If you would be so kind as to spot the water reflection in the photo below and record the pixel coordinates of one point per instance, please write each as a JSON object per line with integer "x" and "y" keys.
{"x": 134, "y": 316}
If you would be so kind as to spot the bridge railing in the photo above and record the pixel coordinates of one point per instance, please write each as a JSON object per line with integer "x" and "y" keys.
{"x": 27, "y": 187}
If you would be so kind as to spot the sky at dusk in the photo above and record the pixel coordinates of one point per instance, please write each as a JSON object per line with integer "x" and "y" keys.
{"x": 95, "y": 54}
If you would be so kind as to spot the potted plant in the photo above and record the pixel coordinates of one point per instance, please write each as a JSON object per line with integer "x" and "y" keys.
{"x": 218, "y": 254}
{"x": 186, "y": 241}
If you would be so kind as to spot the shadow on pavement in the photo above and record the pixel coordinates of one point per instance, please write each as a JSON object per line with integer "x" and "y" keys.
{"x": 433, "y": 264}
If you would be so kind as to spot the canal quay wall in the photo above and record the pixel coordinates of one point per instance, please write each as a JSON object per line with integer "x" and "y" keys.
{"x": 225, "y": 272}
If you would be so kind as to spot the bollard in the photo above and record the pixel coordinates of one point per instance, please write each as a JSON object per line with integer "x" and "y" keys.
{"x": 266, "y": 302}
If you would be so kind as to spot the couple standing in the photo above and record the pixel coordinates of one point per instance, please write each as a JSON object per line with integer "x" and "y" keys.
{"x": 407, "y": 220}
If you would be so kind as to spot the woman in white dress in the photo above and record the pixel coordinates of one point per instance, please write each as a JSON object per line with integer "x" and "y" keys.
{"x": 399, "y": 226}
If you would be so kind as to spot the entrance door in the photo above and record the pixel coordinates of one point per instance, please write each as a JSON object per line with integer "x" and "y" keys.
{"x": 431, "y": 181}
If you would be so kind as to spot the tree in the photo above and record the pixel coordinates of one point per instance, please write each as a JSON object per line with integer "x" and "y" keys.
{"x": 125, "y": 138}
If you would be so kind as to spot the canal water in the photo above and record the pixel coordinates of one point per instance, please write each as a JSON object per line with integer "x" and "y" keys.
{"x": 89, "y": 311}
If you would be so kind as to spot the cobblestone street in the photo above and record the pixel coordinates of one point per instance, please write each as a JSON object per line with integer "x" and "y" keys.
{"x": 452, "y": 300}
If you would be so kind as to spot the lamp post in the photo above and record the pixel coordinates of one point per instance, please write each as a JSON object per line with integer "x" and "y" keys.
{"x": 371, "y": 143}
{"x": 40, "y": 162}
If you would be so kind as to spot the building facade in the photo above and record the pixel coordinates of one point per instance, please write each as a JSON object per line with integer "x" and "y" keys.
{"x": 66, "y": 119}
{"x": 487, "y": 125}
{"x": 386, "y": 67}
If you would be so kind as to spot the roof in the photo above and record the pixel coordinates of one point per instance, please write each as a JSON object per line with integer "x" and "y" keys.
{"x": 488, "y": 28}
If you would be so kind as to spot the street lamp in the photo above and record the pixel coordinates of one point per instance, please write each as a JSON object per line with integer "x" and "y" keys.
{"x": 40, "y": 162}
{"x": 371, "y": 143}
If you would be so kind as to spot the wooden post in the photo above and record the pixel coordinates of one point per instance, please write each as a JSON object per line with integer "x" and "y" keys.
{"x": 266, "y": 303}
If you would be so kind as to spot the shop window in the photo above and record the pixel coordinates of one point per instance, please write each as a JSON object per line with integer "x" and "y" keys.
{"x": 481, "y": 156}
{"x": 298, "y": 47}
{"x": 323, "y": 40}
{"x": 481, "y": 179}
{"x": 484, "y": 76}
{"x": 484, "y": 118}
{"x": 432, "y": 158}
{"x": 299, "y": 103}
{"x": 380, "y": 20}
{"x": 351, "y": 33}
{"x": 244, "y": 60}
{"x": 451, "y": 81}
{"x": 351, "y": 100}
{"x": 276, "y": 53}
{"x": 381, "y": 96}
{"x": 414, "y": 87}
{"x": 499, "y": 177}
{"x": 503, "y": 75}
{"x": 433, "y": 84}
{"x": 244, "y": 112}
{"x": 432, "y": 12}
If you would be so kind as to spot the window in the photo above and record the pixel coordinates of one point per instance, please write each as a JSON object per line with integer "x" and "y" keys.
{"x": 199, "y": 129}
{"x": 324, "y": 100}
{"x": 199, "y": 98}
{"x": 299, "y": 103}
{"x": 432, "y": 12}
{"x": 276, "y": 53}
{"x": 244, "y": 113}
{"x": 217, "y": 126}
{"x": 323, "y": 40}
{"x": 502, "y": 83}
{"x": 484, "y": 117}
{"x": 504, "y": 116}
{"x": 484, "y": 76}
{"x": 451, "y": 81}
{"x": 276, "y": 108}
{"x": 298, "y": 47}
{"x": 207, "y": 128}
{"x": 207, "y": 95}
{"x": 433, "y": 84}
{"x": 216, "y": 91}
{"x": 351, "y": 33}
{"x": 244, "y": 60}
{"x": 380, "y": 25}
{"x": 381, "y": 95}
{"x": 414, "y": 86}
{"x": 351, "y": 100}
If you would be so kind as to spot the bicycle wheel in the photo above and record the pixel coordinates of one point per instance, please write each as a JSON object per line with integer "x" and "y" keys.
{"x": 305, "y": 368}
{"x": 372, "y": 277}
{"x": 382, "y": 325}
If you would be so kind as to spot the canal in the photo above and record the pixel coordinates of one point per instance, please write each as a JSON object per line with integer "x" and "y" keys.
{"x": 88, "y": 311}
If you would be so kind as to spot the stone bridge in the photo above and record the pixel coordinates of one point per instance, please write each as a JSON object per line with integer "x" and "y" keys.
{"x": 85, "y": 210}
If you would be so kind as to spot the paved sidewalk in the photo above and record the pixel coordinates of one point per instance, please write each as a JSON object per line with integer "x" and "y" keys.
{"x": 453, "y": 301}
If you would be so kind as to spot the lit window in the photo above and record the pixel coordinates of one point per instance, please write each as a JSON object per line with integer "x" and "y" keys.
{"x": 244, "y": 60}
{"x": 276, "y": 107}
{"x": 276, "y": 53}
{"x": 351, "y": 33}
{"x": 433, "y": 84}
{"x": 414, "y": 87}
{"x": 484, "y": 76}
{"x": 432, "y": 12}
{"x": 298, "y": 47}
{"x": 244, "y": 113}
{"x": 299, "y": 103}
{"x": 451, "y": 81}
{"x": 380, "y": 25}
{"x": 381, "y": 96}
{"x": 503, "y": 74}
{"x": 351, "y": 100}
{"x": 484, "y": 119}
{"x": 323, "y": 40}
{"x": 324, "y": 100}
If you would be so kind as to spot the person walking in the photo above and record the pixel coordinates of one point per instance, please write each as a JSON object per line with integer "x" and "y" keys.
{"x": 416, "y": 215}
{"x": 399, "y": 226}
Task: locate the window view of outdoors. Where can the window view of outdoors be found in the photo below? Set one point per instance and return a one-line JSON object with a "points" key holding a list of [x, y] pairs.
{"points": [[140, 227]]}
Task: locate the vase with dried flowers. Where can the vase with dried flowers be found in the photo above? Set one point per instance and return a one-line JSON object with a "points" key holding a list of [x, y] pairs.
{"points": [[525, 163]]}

━━━━━━━━

Exercise
Repeat the listing above exactly, keeping every word as it stands.

Result of this exercise
If you would be so kind as to spot the water reflection in the photo below and record the pixel coordinates of one point per instance, please write each as a JSON object per line with integer "x" and "y" keys.
{"x": 134, "y": 316}
If you would be so kind as to spot the bridge railing in the photo above and record the pixel coordinates of one point per instance, please write each as a JSON object per line with integer "x" and "y" keys.
{"x": 27, "y": 187}
If you would be so kind as to spot the sky at dusk in the photo above and record the pixel coordinates of one point per instance, please write each as a JSON object per line with integer "x" and "y" keys.
{"x": 95, "y": 54}
If you would be so kind as to spot the potted plant in the photo above and record the pixel coordinates of one point per instance, please write each as a JSON object per line with integer "x" and "y" keys.
{"x": 218, "y": 254}
{"x": 186, "y": 241}
If you would be so kind as to spot the shadow on pavement in the photo above and record the pixel coordinates of one point per instance, please write each as a JSON object per line with integer "x" and "y" keys.
{"x": 433, "y": 264}
If you would be so kind as to spot the canal quay wall in the photo above and record the pixel coordinates of one point per instance, please write each as a JSON object per line with integer "x" and "y" keys.
{"x": 225, "y": 272}
If you would be so kind as to spot the bollard in the photo above and record the pixel coordinates of one point per instance, please write each as a JSON object per line with integer "x" and "y" keys.
{"x": 266, "y": 302}
If you would be so kind as to spot the couple standing in the photo above and record the pixel coordinates of one point per instance, please write each as a JSON object per line with integer "x" and "y" keys.
{"x": 407, "y": 220}
If you would be so kind as to spot the woman in white dress in the photo above and record the pixel coordinates of one point per instance, please write each as a JSON object per line with integer "x" and "y" keys.
{"x": 399, "y": 226}
If you would be so kind as to spot the entrance door in the photo above and record the pixel coordinates of one point per instance, please write each as a JSON object per line with integer "x" and "y" keys.
{"x": 431, "y": 181}
If you would be so kind as to spot the tree in the photo above and record the pixel coordinates of one point per instance, please write each as a JSON object per line with integer "x" and "y" keys.
{"x": 125, "y": 138}
If you would be so kind as to spot the canal water in the photo above and record the pixel coordinates of one point per instance, please write each as a JSON object per line with integer "x" and "y" keys.
{"x": 89, "y": 311}
If you would be so kind as to spot the cobblestone street in the photo above and record the pixel coordinates of one point per instance, please write each as a JSON object per line with integer "x" and "y" keys.
{"x": 452, "y": 300}
If you would be so kind as to spot the lamp post in the photo above and record the pixel coordinates of one point per instance, please write each as a JSON object per line with integer "x" and "y" keys.
{"x": 371, "y": 143}
{"x": 40, "y": 162}
If you would be so kind as to spot the building facade in the photo above and record the pixel coordinates of one point per instance, please write each as a JSON object per line with integer "x" and "y" keys.
{"x": 66, "y": 119}
{"x": 487, "y": 125}
{"x": 386, "y": 67}
If you would be so kind as to spot the roof in the photo above and record the pixel coordinates of one point per instance, please write each as a JSON object per line with integer "x" and "y" keys.
{"x": 488, "y": 28}
If you would be so kind as to spot the street lamp in the photo above and record the pixel coordinates of one point per instance, please write each as a JSON object per line with integer "x" and "y" keys.
{"x": 40, "y": 162}
{"x": 371, "y": 143}
If you would be so kind as to spot the wooden post in the photo above and record the pixel coordinates of one point per instance, please write each as a JSON object per line with integer "x" and "y" keys.
{"x": 266, "y": 303}
If you would be so kind as to spot the shop window in the photo above and record the pixel coordinates of one point per instance, please write each as a JSON object per line with integer "x" and "y" keys.
{"x": 481, "y": 156}
{"x": 298, "y": 47}
{"x": 323, "y": 40}
{"x": 481, "y": 179}
{"x": 484, "y": 76}
{"x": 484, "y": 118}
{"x": 432, "y": 158}
{"x": 299, "y": 103}
{"x": 380, "y": 20}
{"x": 351, "y": 33}
{"x": 244, "y": 60}
{"x": 451, "y": 81}
{"x": 351, "y": 100}
{"x": 276, "y": 53}
{"x": 381, "y": 96}
{"x": 414, "y": 87}
{"x": 499, "y": 177}
{"x": 503, "y": 75}
{"x": 433, "y": 84}
{"x": 244, "y": 112}
{"x": 432, "y": 12}
If you would be so kind as to spot the window in the photo above and record the pixel coordinates of one point per instance, please write each as a JSON object per line with integer "x" and "y" keys.
{"x": 199, "y": 129}
{"x": 324, "y": 100}
{"x": 199, "y": 98}
{"x": 299, "y": 103}
{"x": 432, "y": 12}
{"x": 276, "y": 53}
{"x": 244, "y": 113}
{"x": 217, "y": 126}
{"x": 323, "y": 40}
{"x": 502, "y": 83}
{"x": 484, "y": 117}
{"x": 504, "y": 116}
{"x": 484, "y": 76}
{"x": 451, "y": 81}
{"x": 276, "y": 108}
{"x": 298, "y": 47}
{"x": 207, "y": 128}
{"x": 207, "y": 95}
{"x": 433, "y": 84}
{"x": 216, "y": 91}
{"x": 351, "y": 33}
{"x": 244, "y": 60}
{"x": 380, "y": 25}
{"x": 381, "y": 95}
{"x": 414, "y": 86}
{"x": 351, "y": 100}
If you would be so kind as to spot the bicycle wheel in the photo above and record the pixel coordinates of one point per instance, please write each as a JSON object per line with integer "x" and "y" keys.
{"x": 305, "y": 368}
{"x": 372, "y": 277}
{"x": 382, "y": 325}
If you would be so kind as to spot the canal in the photo above and record the pixel coordinates of one point per instance, please write each as a JSON object per line with integer "x" and "y" keys.
{"x": 88, "y": 311}
If you would be so kind as to spot the stone bridge in the photo above and record the pixel coordinates of one point per instance, please write each as a JSON object per line with integer "x" and "y" keys.
{"x": 85, "y": 210}
If you would be so kind as to spot the paved sidewalk in the photo above and record the pixel coordinates of one point per instance, please write each as a JSON object per line with integer "x" and "y" keys.
{"x": 453, "y": 301}
If you would be so kind as to spot the lit window in the photo above and record the pixel coordinates of one point per instance, please write each as a JSON object per line with integer "x" and "y" keys.
{"x": 244, "y": 60}
{"x": 276, "y": 107}
{"x": 276, "y": 53}
{"x": 351, "y": 33}
{"x": 433, "y": 84}
{"x": 414, "y": 87}
{"x": 484, "y": 76}
{"x": 432, "y": 12}
{"x": 298, "y": 47}
{"x": 244, "y": 113}
{"x": 299, "y": 103}
{"x": 451, "y": 81}
{"x": 380, "y": 25}
{"x": 381, "y": 96}
{"x": 503, "y": 74}
{"x": 351, "y": 100}
{"x": 484, "y": 119}
{"x": 323, "y": 40}
{"x": 324, "y": 100}
If you would be so kind as to spot the person walking in the photo above and record the pixel coordinates of one point per instance, please write each as a JSON object per line with integer "x" and "y" keys.
{"x": 416, "y": 215}
{"x": 399, "y": 226}
Task: locate the window view of outdoors. Where can the window view of outdoors be found in the photo below? Set one point per instance and return a one-line JSON object with a "points" key holding a list of [x, y] pairs.
{"points": [[140, 227]]}
Task: locate the vase with dried flowers. Where can the vase with dried flowers be found in the photo above? Set one point per instance and return a one-line JSON object with a "points" key holding a list of [x, y] pairs.
{"points": [[525, 163]]}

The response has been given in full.